• **Coordinate annotation entries**:
┌──
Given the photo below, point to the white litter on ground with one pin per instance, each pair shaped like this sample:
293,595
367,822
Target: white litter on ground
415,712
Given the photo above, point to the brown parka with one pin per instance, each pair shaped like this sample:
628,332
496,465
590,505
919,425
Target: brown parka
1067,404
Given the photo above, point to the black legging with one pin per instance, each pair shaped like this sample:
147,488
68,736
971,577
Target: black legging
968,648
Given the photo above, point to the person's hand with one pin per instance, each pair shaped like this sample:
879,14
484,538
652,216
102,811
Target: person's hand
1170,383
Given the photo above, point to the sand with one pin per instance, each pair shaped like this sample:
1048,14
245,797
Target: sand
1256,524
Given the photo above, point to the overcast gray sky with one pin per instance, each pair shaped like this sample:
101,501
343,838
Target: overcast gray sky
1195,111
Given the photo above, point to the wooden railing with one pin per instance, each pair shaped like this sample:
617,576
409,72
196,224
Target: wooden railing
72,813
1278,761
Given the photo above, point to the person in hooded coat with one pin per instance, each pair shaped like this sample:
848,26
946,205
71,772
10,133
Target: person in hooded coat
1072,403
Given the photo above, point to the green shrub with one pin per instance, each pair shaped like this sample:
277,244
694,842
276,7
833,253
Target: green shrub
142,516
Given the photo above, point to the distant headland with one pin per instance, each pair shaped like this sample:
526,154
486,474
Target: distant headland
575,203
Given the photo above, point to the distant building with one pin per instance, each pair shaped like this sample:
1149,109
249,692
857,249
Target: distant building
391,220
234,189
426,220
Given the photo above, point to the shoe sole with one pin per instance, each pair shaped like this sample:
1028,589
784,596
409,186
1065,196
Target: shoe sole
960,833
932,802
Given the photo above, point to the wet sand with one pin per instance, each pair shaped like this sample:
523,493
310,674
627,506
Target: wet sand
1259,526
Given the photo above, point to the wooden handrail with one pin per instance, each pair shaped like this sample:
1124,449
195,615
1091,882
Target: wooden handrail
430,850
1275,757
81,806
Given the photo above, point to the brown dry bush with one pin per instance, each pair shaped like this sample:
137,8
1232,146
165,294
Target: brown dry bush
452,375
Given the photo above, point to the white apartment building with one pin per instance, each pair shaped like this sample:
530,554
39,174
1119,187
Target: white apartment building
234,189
└──
• **Problem details**:
Transcribe, word for word, every line from the one containing "Given the photo above, point to the shoe" through the final line of the entries, and nothing else.

• **Finished answer**:
Given the photo above, point to the shoe sole with one pin per instance, each pair shaped like this sample:
1028,589
784,596
409,186
1065,196
Target: shoe sole
960,833
932,802
Given the photo above, point to the wet sand with one pin per instance, each pair shaped like this sample:
523,493
310,674
627,506
Target: wet sand
1259,526
Given the photo above, point to the wooden handrail with one pin per instance, each pair shaped like this sample:
1124,449
195,615
1091,882
Target: wooden handrail
430,850
1275,757
81,806
Given the photo above, point to the brown dry bush with one pin per instance, each pair shaped like this sample:
137,8
1232,146
165,294
Target: brown dry bush
452,375
Given the photo above, point to the white apartment building with one pin per instance, each pair shaped like this sample:
530,554
39,174
1119,187
Target: white apartment building
234,189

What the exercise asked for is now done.